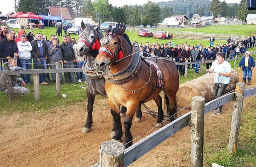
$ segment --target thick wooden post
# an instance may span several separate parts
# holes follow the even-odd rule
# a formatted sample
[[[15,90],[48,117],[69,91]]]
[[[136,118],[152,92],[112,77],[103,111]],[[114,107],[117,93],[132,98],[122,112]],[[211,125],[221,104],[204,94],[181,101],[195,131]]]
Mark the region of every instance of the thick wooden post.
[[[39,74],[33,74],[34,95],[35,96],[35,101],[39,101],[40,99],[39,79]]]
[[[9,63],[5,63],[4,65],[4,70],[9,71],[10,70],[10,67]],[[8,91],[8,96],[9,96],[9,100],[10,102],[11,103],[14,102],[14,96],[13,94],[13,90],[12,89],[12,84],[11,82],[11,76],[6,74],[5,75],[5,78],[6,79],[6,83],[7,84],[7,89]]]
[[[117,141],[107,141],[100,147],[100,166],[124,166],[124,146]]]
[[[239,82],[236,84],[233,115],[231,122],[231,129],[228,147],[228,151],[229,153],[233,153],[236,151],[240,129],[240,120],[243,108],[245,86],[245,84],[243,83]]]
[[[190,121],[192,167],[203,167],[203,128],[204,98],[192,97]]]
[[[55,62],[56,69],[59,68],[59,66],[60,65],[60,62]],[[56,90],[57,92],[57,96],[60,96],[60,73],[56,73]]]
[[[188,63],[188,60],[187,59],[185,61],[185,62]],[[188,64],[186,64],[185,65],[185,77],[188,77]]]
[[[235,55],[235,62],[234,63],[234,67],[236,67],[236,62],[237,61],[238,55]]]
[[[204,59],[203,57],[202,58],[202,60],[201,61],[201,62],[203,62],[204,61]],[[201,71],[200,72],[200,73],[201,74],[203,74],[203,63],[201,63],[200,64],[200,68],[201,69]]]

• Problem to work on
Rewrite all the records above with "sturdy wooden pole" substituted for "thick wooden post" and everything else unchanged. Leave the pictures out.

• Completed exercise
$ segment --target sturdy wooden pole
# an instance may span several separate parts
# holes follow the even-odd rule
# a formatted sample
[[[15,90],[48,117],[69,91]]]
[[[136,118],[152,92],[112,77],[103,111]],[[114,107],[117,93],[132,98],[122,112]],[[211,125],[221,104],[204,94],[181,101],[195,131]]]
Mark the region of every instance of the sturdy wooden pole.
[[[39,74],[33,74],[34,95],[35,96],[35,101],[39,101],[40,99],[39,79]]]
[[[9,63],[5,63],[4,65],[4,70],[9,71],[10,70],[10,67]],[[8,91],[8,96],[9,96],[9,100],[10,102],[11,103],[14,102],[14,96],[13,94],[13,90],[12,89],[12,84],[11,82],[11,76],[6,74],[5,75],[5,78],[6,79],[6,83],[7,84],[7,89]]]
[[[117,141],[107,141],[100,147],[100,166],[124,166],[124,146]]]
[[[239,82],[236,84],[233,115],[231,122],[231,129],[228,147],[228,151],[229,153],[233,153],[236,151],[240,129],[240,120],[243,108],[245,86],[245,84],[243,83]]]
[[[190,121],[192,167],[203,167],[203,128],[204,98],[192,97]]]
[[[55,62],[56,69],[59,68],[59,66],[60,65],[60,62]],[[56,90],[57,92],[57,96],[60,96],[60,73],[56,73]]]
[[[188,63],[188,60],[187,59],[185,61],[185,62]],[[188,64],[186,64],[185,65],[185,77],[188,77]]]
[[[235,55],[235,62],[234,63],[234,67],[236,67],[236,62],[237,61],[238,55]]]
[[[204,59],[203,57],[202,58],[202,60],[201,61],[201,62],[203,62],[204,61]],[[201,71],[200,72],[200,73],[201,74],[203,74],[203,63],[201,63],[200,64],[200,68],[201,69]]]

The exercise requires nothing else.